What the task requires
Count the lines in the rows below that contain the string "post", and reply with the number alone.

Dataset excerpts

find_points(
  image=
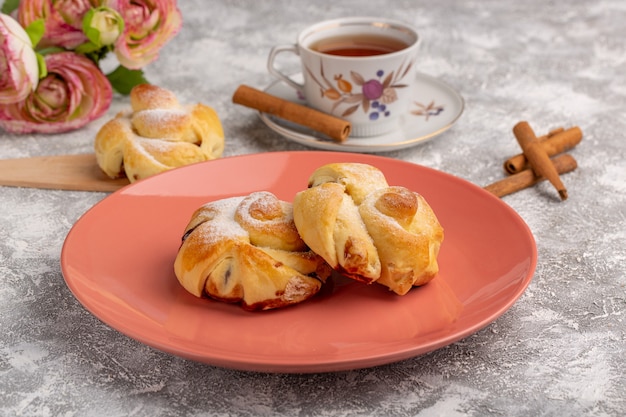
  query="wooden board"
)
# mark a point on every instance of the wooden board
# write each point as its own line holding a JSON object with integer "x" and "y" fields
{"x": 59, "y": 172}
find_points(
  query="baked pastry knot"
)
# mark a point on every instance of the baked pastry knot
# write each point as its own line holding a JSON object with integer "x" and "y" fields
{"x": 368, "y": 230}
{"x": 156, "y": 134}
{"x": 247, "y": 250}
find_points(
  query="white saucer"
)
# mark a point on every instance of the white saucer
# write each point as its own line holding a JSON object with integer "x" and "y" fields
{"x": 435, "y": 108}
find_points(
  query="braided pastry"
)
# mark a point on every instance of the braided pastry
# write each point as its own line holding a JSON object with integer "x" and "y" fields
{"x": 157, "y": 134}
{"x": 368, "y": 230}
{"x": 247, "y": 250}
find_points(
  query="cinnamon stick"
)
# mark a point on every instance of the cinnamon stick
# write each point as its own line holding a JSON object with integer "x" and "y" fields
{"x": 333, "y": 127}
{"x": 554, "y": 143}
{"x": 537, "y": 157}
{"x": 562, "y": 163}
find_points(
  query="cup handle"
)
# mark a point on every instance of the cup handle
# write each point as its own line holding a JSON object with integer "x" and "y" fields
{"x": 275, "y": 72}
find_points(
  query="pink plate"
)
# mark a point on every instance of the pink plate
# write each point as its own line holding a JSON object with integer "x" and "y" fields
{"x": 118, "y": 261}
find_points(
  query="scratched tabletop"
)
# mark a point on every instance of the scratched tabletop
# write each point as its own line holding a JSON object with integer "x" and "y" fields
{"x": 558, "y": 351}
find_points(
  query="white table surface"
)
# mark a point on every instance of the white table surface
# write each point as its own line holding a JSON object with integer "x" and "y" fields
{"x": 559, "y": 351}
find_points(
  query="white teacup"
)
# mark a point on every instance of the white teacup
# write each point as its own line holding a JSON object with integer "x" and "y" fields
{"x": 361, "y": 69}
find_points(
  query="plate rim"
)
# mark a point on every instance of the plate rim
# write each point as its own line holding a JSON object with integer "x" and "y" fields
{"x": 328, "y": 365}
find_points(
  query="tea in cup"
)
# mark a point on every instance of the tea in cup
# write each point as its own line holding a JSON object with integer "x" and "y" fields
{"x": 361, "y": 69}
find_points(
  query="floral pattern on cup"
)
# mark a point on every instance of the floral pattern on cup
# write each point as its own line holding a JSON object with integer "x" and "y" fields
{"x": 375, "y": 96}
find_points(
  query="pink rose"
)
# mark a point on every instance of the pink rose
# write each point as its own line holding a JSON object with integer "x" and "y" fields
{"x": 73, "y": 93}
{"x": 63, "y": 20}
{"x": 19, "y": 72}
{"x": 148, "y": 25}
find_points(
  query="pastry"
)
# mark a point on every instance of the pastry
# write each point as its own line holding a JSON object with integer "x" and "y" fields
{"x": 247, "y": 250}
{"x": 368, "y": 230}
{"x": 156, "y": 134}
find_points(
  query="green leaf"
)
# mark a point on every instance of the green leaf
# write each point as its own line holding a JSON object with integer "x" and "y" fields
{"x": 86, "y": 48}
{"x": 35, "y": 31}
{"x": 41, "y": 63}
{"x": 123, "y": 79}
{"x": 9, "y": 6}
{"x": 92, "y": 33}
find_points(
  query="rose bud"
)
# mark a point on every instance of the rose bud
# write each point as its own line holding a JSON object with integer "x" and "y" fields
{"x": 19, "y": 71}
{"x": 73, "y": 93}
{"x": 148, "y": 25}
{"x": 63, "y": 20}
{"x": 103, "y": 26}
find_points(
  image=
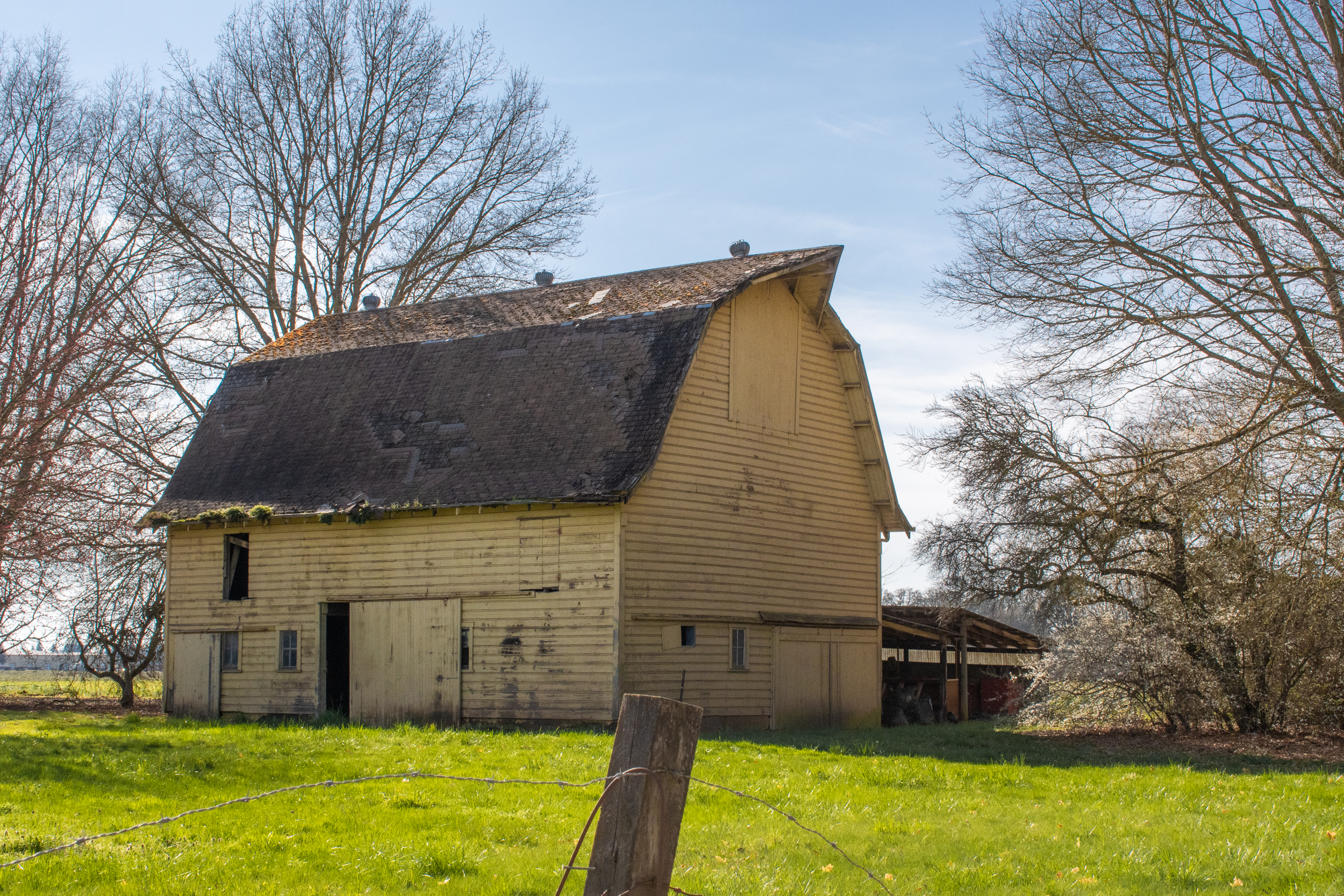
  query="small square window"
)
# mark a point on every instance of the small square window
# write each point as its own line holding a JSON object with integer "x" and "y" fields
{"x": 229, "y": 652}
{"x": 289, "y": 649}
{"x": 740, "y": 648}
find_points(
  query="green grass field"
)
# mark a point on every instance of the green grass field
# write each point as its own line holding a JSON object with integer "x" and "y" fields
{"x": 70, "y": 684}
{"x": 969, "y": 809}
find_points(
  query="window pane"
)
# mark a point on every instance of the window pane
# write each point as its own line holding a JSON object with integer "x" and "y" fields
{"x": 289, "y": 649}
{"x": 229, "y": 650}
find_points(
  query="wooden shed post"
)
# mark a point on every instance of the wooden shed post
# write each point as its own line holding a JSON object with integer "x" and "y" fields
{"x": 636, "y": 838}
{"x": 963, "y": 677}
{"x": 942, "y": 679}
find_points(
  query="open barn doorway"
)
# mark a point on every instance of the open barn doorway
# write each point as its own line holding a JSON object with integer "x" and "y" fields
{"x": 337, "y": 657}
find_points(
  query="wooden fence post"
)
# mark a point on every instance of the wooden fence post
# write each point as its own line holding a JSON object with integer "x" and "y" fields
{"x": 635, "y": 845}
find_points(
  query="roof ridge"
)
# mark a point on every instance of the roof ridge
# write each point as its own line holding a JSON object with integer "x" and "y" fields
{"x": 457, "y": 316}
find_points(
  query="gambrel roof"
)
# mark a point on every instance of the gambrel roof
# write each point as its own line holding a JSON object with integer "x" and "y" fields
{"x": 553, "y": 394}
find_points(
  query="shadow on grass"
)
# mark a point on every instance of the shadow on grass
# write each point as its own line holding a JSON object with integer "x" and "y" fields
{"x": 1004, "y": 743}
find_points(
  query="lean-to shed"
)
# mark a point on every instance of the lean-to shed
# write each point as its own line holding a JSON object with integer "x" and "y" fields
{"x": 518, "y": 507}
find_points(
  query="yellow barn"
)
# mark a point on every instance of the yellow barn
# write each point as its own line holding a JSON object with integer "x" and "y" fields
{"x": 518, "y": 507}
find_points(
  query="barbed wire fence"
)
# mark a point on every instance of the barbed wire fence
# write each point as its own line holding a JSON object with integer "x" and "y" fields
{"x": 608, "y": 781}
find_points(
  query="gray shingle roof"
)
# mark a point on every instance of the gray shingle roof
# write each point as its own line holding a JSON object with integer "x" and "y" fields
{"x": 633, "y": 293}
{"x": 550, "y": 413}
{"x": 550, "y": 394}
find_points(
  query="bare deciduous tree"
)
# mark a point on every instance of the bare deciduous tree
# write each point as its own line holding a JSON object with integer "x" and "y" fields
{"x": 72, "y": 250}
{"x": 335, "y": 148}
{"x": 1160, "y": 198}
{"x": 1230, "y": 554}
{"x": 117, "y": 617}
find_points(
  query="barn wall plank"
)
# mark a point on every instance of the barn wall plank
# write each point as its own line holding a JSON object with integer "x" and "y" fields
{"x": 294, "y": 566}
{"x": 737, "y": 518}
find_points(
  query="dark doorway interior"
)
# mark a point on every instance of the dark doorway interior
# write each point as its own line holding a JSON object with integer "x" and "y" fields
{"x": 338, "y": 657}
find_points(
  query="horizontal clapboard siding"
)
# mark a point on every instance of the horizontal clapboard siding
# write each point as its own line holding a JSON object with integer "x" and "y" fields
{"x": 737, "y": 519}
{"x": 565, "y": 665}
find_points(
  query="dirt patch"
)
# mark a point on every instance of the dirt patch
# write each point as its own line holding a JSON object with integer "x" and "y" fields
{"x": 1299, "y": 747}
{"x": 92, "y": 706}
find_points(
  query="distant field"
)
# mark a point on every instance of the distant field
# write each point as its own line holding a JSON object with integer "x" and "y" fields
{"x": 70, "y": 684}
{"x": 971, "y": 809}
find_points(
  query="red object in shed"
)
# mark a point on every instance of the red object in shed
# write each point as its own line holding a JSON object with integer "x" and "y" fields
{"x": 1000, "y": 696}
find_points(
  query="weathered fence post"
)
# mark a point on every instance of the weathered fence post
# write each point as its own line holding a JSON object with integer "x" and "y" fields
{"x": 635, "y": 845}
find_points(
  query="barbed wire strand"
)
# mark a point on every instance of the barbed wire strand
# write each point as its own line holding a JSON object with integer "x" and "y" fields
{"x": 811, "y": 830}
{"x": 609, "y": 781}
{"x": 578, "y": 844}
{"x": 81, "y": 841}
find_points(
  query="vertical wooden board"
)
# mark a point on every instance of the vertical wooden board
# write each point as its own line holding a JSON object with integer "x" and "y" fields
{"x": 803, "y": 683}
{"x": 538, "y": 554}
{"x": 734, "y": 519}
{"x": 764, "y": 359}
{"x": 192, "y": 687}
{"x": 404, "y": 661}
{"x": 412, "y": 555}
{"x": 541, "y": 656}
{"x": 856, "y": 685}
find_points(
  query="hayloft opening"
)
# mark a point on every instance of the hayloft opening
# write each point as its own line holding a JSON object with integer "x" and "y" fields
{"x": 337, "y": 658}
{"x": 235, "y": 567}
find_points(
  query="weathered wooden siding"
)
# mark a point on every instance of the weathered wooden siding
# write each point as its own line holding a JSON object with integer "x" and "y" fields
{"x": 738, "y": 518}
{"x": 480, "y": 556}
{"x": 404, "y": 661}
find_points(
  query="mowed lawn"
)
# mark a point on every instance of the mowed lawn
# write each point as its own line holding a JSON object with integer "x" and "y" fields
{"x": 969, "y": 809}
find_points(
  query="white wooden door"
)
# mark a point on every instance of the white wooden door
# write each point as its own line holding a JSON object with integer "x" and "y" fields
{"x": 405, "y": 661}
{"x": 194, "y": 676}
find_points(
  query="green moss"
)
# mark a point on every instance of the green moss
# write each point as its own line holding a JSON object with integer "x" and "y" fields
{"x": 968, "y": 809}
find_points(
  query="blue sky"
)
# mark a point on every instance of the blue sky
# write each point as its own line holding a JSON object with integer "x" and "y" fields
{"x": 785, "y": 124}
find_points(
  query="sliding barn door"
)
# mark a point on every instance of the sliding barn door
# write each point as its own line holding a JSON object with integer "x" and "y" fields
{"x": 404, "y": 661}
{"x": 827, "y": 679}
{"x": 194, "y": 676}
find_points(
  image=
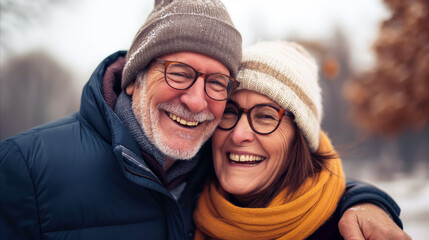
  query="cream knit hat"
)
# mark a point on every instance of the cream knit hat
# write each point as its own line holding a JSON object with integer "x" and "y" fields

Full answer
6